Short task:
Reproduce verbatim everything in the records from the line containing "For the benchmark, annotate every instance of the tree" down to the end of the records.

Collection entries:

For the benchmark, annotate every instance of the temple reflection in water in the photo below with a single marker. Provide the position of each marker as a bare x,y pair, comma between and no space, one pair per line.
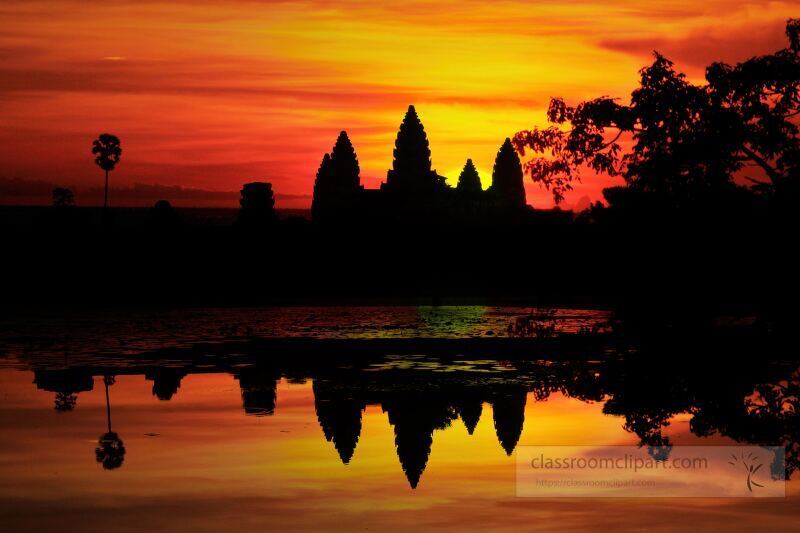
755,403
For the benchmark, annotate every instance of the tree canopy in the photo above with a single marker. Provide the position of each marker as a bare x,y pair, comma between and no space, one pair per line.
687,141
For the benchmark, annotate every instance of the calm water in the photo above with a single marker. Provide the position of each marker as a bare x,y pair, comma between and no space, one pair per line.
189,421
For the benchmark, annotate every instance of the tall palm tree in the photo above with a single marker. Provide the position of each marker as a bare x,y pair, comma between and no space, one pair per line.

Solution to this exercise:
For the benchmark, annotate every instance of the tree canopy in the photo above with a single marker. Provide the position of each marker as a bare x,y pair, comma between and no space, one pair per line.
687,141
For the benchmark, annotate every instance of the calm water in the photo above with a single marker. Provide the position of each marker as a bare x,y pair, comma between and no space, one pair per line.
189,421
For the benchmark, annotate every instance of the tall palm tree in the photo above with a single marker. Provide the position of each marker as a bare x,y pair, comma between and no space, one pair per line.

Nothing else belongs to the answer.